### Exercise task 1
Copy out, word for word, the passage of the Yammer text starting with "Yammer is essentially" and going on through "Facebook and Twitter.".
### Exercise task 2
Answer these questions using the Yammer text.
(a) In what year did Microsoft acquire Yammer?
(b) Which kinds of shared files can employees in Yammer groups collaborate on?
(c) What ability brought Teams into the spotlight in 2020?

What is Yammer?
Yammer is essentially a social networking tool for use within companies. Initially designed as a communication tool for a genealogy website, the platform was acquired by Microsoft in 2012 and reformatted to support enterprises. Yammer is designed to look and feel like other social networking sites you might use to communicate with your friends and family, such as Facebook and Twitter.
But unlike these sites, Yammer is fully integrated into the Microsoft 365 suite. Yammer feeds can be embedded into various points across your intranet, and Yammer share buttons make it easy to post engaging intranet content from anywhere within your digital workplace. Employees in Yammer groups can efficiently collaborate on shared Word, Excel, and PowerPoint files. Even Teams offers integration options with Yammer; you can now add a Yammer tab within a team and use various engagement-driven functions with the fairly new Yammer Communities app.
With Teams coming into the spotlight in 2020 due to its ability to facilitate remote work communication, Yammer seems to have taken a back seat. But even as Microsoft pours resources into improving Teams at lightspeed, it’s important to remember that Yammer still plays an important role in Microsoft 365. A digital communication strategy isn’t truly complete without incorporating elements of both Teams and Yammer.

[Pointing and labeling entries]
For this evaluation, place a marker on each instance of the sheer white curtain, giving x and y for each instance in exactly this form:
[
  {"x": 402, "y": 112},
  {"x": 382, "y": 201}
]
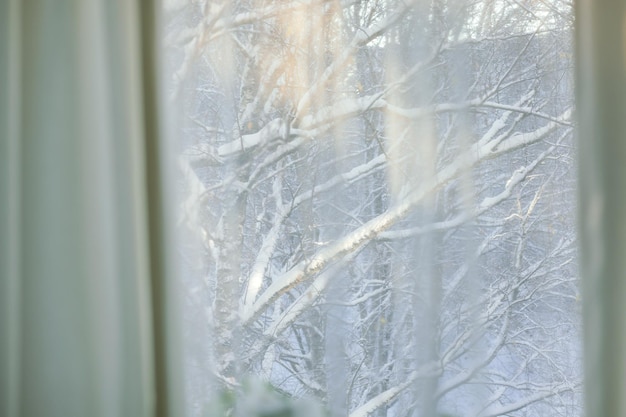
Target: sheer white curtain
[{"x": 82, "y": 228}]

### Written solution 1
Yammer is essentially a social networking tool for use within companies. Initially designed as a communication tool for a genealogy website, the platform was acquired by Microsoft in 2012 and reformatted to support enterprises. Yammer is designed to look and feel like other social networking sites you might use to communicate with your friends and family, such as Facebook and Twitter.

### Written solution 2
(a) 2012
(b) Word, Excel, and PowerPoint files
(c) Its ability to facilitate remote work communication